Going into this draft environment, I asked a question: Are we drafting 2 colors, or are we drafting 3 colors?  Looking back on this, I realize I was taking a very limited focus on how I approached that question.  I was only concerned about colors and how to draft those colors and I dismissed the speed of the decks and what each deck will look like.  In particular, I was only focused on how to draft a specific clan.  I thought that the format would revolve around the 5 3 color pairings and only viewed my question through that lens.

I believe a better question would have been: Are we drafting a deck that goes under the 3 color decks, or a deck that goes over the 3 color decks?  If we assume that 3 color decks will be the norm (2 colors with a splash and/or full 3 colors) then that sets the baseline of what is to be expected in the draft format.  How we get to those 3 color decks is an important question, but only one that needs to be asked once we figure out what we want to do in the first place.

So, why would we draft something different than the standard 3 color deck?  There are two reasons: power and/or consistency.  In the 2 color decks you can sacrifice some late game power to gain consistency and a bit more robust early game.  If your curve starts on 2 consistently while your opponent starts on 3 and probably plays another 3 on turn 4, you're forcing your opponent to trade his/her late game morphs early on for your less powerful creatures in an effort to stay alive.  Not to mention that because they'll be playing more nonbasics than normal, there's a chance they can be off curve on turn 3 with a tapped land and open the possibility to get run over by a bunch of 2/2s for 2.  You're not favored in the long game as they have access to more powerful threats than you, but you can negate that by taking advantage of the lack of an early game from your opponent to get an edge there.

If you decide to draft a 4 or 5 color deck, you do lose some consistency as your manabase is going to be more stretched than normal, but you make up for that by having a more powerful late game than usual.  Like the 2 color deck, you want to take advantage of the lack of an early game, but instead of pressing your advantage there, you want to use it as a cushion to let yourself get to the late game where you're more than likely going to be favored.  You have about the same midgame as a 3 color deck although you're probably a bit slower to unmorph morphs due to your manabase and the fact that you have to play more nonbasics than the other decks.  


So now that we know what we're asking and wanting to find out about KTK draft, let's watch the first draft from the PT to see what Reid Duke thinks is best in KTK draft.

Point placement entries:
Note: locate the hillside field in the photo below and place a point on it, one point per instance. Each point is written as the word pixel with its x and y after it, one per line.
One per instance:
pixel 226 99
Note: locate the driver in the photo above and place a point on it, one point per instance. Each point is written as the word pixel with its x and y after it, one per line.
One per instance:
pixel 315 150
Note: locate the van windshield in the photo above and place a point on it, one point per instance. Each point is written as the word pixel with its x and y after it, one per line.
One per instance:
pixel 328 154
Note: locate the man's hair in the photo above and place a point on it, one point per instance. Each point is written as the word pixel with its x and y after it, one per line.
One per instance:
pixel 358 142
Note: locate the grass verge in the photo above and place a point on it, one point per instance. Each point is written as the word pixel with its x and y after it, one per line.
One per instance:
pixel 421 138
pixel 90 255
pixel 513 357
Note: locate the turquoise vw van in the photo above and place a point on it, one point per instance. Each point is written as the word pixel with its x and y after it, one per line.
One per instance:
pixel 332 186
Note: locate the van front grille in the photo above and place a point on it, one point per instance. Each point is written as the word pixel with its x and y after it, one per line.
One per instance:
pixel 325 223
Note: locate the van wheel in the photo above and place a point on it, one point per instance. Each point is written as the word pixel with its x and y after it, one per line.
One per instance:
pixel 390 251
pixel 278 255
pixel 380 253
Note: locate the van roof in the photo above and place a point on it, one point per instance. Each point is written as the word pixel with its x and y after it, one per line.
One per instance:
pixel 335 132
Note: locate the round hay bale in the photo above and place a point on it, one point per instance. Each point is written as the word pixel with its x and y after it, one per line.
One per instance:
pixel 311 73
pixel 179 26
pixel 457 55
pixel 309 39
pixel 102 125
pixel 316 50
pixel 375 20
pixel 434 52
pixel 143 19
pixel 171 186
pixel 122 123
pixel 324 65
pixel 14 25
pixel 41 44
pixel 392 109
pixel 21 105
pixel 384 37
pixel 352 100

• AIM
What two reasons does the draft strategy text give for drafting something other than the standard 3 color deck?

• RIGHT ANSWER
Power and/or consistency.